* Start Material to process *

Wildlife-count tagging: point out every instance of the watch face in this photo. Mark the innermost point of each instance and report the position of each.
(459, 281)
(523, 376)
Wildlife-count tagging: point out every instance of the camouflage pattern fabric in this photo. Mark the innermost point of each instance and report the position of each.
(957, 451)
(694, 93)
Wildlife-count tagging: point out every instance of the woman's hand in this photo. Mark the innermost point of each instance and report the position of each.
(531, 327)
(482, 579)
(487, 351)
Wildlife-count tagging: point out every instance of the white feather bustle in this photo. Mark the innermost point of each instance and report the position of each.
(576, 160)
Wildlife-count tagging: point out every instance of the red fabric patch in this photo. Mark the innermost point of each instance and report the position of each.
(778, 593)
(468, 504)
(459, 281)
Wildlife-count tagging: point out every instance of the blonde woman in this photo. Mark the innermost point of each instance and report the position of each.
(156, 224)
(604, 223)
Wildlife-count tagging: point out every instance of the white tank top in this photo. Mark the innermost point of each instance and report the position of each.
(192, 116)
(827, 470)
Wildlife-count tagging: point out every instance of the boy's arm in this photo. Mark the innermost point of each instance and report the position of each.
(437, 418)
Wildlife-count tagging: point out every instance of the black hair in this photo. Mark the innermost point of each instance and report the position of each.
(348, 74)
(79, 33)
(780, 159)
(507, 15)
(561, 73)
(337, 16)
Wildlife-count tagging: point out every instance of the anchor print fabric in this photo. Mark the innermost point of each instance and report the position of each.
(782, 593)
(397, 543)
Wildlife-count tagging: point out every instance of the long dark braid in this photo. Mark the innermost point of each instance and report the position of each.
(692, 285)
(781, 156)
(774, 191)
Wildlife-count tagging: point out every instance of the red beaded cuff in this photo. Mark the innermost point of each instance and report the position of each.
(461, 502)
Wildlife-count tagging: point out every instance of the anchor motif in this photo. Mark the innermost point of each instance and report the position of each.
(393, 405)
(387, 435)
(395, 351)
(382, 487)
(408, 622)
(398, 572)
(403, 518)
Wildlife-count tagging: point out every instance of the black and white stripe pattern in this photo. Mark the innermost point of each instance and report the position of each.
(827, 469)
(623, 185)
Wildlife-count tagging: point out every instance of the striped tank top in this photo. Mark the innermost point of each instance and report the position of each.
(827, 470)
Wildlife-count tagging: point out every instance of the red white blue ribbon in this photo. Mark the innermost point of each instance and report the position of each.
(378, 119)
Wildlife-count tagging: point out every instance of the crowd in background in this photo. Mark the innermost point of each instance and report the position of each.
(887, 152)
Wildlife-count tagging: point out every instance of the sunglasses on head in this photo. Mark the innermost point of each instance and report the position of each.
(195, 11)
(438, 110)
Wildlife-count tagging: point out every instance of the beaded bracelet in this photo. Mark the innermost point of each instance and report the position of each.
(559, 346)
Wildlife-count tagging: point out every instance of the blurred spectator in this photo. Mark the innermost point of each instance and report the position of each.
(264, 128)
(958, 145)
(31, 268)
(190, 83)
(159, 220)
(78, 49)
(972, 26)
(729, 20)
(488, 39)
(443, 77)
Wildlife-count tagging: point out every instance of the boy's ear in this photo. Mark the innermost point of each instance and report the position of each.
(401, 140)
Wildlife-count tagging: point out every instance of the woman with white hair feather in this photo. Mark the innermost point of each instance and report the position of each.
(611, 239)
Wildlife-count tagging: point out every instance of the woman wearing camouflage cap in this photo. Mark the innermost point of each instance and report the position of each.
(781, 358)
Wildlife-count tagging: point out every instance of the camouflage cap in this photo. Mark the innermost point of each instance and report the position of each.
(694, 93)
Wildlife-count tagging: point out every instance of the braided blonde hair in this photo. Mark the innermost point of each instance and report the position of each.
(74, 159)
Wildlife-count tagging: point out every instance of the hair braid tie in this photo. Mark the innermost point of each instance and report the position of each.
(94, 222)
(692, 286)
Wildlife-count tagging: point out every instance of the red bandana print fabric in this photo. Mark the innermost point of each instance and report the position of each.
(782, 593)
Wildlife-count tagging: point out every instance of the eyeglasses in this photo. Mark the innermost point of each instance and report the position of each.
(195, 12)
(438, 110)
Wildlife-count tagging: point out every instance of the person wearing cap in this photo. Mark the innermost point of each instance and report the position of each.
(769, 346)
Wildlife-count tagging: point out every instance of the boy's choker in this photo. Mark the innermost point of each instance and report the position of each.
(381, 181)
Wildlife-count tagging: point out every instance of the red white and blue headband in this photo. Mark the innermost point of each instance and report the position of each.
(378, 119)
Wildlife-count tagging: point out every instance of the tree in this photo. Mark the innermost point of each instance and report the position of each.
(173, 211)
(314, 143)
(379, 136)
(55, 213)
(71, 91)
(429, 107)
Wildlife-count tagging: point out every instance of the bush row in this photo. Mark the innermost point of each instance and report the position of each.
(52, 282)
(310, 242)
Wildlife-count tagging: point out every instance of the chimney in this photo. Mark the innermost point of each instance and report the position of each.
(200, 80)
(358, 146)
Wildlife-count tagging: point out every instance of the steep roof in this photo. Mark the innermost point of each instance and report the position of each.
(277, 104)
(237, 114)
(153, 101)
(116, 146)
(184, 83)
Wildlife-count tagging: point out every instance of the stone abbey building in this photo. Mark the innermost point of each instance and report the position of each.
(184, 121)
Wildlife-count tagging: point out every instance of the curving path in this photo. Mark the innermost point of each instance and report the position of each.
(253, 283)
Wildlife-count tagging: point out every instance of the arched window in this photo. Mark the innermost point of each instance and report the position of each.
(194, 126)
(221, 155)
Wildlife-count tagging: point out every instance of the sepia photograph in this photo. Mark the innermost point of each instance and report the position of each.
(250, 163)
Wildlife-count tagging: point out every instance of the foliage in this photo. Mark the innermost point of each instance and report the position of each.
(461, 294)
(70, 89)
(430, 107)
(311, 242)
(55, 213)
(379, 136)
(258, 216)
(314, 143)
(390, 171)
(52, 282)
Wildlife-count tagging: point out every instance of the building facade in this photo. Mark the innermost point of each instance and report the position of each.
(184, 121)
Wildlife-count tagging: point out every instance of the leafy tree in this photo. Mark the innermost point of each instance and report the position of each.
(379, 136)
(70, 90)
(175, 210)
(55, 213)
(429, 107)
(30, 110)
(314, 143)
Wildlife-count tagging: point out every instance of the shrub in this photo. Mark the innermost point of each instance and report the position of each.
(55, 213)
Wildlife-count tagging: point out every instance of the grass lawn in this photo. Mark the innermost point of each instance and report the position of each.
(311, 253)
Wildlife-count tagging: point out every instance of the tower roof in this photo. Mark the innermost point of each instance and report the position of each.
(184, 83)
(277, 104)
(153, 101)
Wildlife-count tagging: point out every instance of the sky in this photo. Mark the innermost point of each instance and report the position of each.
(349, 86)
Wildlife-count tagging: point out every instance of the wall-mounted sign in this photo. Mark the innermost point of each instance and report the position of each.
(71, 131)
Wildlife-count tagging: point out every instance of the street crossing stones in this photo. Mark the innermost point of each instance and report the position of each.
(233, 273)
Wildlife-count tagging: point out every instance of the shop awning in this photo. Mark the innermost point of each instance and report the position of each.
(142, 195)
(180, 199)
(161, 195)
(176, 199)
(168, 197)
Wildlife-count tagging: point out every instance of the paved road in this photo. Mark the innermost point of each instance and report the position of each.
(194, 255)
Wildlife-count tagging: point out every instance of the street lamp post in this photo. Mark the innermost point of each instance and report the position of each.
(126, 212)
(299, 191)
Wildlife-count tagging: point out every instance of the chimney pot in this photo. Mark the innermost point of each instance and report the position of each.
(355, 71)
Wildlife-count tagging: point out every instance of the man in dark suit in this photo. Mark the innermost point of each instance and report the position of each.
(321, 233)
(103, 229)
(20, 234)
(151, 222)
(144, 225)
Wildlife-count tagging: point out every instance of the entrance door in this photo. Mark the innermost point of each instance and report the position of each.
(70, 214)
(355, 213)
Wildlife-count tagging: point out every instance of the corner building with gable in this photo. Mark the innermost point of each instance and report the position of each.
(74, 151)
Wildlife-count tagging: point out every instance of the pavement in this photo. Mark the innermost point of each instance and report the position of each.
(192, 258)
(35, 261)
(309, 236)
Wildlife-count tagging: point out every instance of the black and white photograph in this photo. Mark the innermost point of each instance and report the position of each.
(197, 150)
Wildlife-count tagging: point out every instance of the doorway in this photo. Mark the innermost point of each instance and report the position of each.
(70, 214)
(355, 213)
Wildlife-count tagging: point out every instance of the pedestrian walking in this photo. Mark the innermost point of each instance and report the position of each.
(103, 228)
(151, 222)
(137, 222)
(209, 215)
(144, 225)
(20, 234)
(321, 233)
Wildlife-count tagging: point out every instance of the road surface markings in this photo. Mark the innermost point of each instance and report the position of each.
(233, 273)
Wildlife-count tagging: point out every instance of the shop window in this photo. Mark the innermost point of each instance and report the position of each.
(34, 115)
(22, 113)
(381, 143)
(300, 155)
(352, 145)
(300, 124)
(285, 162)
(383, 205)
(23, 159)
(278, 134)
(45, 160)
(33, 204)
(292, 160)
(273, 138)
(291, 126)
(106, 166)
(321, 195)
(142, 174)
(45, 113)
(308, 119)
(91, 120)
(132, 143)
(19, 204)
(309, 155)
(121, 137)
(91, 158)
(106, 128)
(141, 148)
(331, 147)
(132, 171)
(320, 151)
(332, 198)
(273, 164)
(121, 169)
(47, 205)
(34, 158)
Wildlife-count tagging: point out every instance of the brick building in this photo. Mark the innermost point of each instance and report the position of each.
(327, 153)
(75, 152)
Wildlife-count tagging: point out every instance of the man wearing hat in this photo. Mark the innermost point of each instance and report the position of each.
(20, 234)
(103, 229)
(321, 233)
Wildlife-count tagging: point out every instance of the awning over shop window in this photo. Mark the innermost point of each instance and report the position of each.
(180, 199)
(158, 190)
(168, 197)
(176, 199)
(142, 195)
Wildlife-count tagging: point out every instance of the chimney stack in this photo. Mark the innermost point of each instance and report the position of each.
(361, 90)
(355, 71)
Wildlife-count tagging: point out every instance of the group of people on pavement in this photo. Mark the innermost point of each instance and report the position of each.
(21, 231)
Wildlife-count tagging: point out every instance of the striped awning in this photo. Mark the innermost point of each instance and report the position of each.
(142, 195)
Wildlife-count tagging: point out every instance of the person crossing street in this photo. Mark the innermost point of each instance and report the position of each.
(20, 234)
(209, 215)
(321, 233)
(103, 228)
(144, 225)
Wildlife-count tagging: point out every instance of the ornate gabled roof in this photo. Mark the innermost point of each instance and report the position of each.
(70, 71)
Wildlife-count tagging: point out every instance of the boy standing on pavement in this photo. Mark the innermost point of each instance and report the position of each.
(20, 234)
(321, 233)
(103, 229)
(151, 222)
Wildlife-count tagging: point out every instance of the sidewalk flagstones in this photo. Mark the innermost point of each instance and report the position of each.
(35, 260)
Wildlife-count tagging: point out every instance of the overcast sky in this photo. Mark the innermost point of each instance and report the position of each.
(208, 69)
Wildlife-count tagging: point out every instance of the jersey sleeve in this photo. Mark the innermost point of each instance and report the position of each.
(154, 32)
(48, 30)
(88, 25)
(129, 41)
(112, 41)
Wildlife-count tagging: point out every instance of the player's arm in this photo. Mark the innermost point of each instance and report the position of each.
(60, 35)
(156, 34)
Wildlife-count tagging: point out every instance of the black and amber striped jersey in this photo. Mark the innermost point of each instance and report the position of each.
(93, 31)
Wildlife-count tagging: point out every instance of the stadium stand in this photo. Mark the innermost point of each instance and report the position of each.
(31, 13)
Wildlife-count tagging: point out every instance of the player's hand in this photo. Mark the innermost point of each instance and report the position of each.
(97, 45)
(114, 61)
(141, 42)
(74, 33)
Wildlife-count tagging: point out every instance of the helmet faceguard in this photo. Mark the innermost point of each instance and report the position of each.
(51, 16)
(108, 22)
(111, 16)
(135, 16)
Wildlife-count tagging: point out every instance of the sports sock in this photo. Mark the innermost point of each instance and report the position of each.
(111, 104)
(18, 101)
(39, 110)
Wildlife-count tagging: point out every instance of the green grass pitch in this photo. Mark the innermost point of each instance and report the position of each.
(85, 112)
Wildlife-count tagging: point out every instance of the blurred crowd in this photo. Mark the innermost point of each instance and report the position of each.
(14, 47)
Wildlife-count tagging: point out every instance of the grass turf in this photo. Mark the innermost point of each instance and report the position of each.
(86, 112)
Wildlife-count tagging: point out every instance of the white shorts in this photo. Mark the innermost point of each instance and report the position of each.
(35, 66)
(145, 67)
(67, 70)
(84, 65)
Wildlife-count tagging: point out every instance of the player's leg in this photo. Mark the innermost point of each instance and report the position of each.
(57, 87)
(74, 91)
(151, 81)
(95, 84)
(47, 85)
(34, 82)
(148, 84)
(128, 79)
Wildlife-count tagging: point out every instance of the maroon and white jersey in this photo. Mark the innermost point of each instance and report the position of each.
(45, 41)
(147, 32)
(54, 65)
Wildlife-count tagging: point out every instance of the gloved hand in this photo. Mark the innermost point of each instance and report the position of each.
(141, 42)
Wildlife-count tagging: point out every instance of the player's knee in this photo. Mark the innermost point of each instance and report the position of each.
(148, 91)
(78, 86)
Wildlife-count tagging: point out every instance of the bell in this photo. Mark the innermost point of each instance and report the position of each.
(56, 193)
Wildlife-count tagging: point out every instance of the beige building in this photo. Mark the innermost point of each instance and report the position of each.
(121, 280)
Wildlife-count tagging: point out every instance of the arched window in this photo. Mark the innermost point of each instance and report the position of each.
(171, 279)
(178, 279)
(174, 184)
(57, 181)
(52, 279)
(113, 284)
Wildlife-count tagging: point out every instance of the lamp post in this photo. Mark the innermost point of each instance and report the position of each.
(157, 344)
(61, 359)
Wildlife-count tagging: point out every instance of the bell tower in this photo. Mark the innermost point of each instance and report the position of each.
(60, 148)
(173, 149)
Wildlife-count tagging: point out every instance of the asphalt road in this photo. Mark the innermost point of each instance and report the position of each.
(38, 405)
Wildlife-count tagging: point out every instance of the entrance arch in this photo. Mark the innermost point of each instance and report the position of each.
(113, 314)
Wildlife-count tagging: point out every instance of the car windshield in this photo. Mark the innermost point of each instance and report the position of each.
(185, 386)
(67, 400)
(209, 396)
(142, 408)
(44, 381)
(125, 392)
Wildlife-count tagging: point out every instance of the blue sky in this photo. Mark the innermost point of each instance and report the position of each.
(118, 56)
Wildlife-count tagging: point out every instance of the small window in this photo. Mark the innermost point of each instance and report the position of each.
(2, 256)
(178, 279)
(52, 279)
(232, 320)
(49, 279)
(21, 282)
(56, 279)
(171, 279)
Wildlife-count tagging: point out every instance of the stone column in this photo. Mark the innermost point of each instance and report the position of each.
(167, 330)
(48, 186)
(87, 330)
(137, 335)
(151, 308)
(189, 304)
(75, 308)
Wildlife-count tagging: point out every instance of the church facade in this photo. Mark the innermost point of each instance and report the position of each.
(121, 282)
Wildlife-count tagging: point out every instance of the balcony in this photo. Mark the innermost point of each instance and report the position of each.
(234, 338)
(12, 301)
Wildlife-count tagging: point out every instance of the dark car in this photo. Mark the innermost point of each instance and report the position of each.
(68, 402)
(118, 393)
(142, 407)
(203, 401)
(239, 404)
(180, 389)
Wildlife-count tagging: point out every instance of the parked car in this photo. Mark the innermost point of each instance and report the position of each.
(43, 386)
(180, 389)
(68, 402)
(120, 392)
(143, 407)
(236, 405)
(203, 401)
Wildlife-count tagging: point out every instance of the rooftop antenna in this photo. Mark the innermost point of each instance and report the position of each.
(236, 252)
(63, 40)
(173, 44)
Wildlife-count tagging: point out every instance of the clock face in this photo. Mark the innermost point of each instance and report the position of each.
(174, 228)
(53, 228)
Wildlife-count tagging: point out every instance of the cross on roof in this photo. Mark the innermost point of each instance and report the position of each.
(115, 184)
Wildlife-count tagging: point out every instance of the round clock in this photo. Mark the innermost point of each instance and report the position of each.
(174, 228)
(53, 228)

* End Material to process *

> **Given request**: Which lines run from the one containing "Wildlife-count tagging: point out every instance of the parked" to the end of the entries above? Quote exactly those, and only those.

> **In response**:
Wildlife-count tagging: point out every instance of the parked car in this photo. Mark the innermost point of each instance and report the position of each.
(43, 386)
(180, 389)
(68, 402)
(120, 392)
(143, 407)
(236, 405)
(203, 401)
Wildlife-count tagging: point out every instance of the rooftop antenna in this photo. Mark the innermost point of each instance and report the position of each.
(236, 252)
(63, 40)
(173, 44)
Wildlife-count tagging: point out every instance of the clock face in this photo. Mark the innermost point of each instance and report the position of each.
(174, 228)
(53, 228)
Wildlife-count tagging: point out every instance of the cross on roof in this photo. Mark the innermost point of each instance and report the position of each.
(115, 184)
Wildlife-count tagging: point out every instance of the round clock in this photo. Mark the innermost point of each instance and report the position of each.
(174, 228)
(53, 228)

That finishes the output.